====== BRANO ESTRATTO

Per uscire dall’empasse morale, etica più che economica, visto che la ricchezza mondiale si sta distribuendo tra pochissimi eletti, si dovrebbe, noi tutti, avere il coraggio e l’onestà mentale di dare al prossimo dignità e fiducia nel futuro attraverso politiche sociali indirizzate ai più deboli, ai poveri, ai bisognosi che per dignità non chiedono, bussano e fanno file dietro le porte di chi gestisce la politica locale e nazionale.

domenica 5 dicembre 2010

crisi dell'auto e globalizzazione dei mercati tra licenziamenti e nuove povertà

L’auto, la fiat, Marchionne, sindacati e società.


Il mercato dell’auto, inteso come modello consumistico usa e getta, non regge più perché non esistono condizioni economiche sociali tali da garantire spese esose alla generalità dei cittadini, in virtù della precarietà dei giovani costretti nel mondo del lavoro con contratti capestro e di quanti hanno perso il lavoro.

Finito il boom economico, o quantomeno quella sorta di tranquillità supportata dal lavoro e dagli ammortizzatori sociali, nelle famiglie si pensa a gestire le poche risorse rimaste per risolvere questioni impellenti quali la salute, le spese vive delle bollette e dei consumi improcrastinabili, lo studio e la riparazione delle macchine.

L’autoparco familiare è al completo! E piuttosto che avventurarsi in decine di migliaia di euro, si pensa bene a rattoppare il danno dal meccanico piuttosto che entrare in qualche autosalone del nuovo.

============
====== RECORD PRESENTATI

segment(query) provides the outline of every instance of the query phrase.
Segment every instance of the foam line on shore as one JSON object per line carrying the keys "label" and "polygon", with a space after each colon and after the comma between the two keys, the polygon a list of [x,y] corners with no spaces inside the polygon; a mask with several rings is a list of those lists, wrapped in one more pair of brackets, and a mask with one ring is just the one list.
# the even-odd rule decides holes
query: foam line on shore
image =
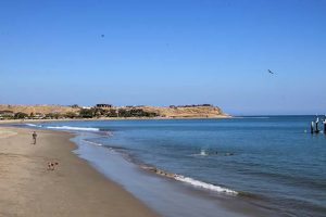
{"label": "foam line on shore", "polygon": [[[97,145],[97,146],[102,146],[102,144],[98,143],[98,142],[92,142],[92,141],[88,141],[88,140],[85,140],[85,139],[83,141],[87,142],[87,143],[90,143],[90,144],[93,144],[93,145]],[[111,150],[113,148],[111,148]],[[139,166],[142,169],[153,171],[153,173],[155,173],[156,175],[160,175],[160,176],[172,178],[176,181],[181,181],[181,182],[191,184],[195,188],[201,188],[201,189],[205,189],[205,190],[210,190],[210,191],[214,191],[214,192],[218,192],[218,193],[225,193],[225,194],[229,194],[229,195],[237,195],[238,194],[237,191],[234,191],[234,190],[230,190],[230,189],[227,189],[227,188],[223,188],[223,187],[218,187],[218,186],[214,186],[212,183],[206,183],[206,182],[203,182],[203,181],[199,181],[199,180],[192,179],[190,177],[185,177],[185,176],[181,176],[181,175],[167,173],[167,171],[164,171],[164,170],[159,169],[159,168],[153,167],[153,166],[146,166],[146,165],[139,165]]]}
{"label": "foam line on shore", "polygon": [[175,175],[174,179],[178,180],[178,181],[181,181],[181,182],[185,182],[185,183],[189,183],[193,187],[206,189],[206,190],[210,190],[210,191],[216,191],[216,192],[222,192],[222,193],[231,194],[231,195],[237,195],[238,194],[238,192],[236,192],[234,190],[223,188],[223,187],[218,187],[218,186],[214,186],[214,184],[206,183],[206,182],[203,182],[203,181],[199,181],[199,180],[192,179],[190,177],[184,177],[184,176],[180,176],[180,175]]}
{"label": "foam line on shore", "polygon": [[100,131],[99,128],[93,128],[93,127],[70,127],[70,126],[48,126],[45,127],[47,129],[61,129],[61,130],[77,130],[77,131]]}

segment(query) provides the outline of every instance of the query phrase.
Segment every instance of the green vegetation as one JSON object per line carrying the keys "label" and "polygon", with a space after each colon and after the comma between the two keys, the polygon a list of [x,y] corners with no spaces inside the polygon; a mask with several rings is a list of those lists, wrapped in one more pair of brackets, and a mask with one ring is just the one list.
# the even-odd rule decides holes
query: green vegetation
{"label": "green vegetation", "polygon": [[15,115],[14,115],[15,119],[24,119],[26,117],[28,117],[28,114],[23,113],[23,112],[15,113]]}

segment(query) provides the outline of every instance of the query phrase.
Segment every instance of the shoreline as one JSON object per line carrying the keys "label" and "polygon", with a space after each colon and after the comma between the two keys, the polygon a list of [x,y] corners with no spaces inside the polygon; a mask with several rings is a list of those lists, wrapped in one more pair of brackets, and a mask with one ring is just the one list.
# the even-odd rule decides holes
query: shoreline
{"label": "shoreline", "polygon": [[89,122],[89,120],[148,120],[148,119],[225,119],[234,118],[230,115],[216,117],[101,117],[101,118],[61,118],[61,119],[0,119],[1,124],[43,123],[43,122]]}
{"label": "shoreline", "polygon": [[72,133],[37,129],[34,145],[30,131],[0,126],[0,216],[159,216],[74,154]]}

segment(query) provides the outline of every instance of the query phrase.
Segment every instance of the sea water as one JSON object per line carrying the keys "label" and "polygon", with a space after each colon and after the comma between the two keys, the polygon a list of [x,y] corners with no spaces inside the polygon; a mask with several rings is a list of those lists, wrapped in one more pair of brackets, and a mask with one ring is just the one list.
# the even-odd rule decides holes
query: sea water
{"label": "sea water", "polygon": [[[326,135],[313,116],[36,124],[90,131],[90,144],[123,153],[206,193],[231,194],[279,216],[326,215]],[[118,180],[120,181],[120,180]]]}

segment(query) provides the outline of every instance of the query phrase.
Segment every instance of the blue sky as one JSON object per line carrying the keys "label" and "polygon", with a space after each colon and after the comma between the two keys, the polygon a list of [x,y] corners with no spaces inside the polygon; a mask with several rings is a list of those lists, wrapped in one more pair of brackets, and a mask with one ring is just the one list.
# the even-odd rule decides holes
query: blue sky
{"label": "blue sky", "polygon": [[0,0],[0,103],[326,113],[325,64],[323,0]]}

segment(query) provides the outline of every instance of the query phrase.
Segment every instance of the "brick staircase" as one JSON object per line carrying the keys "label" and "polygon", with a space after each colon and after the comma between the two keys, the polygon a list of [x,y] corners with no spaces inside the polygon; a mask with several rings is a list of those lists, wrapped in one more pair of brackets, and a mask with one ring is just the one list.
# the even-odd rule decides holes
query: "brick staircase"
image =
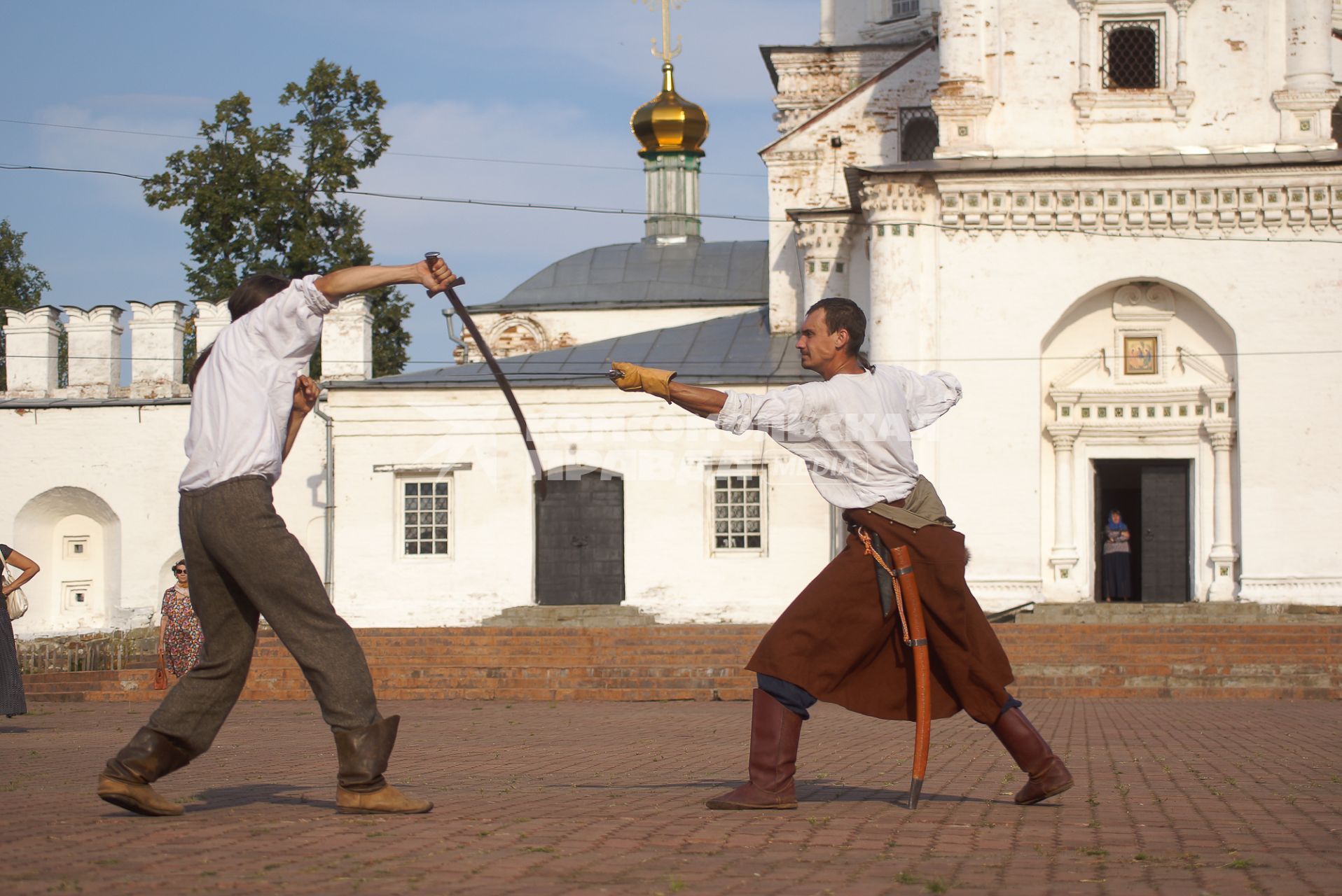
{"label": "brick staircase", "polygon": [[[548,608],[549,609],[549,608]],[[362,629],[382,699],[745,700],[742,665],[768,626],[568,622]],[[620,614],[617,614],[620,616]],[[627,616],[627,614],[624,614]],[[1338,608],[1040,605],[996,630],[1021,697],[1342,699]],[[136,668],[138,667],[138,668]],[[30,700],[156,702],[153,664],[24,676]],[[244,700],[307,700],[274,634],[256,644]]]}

============

#### COMPITO RICHIESTO:
Secondo il brano sulla crisi dell'auto, che cosa si preferisce fare nelle famiglie invece di entrare in un autosalone del nuovo?

#### RISPOSTA ALL'ESERCIZIO:
Si preferisce rattoppare il danno dal meccanico.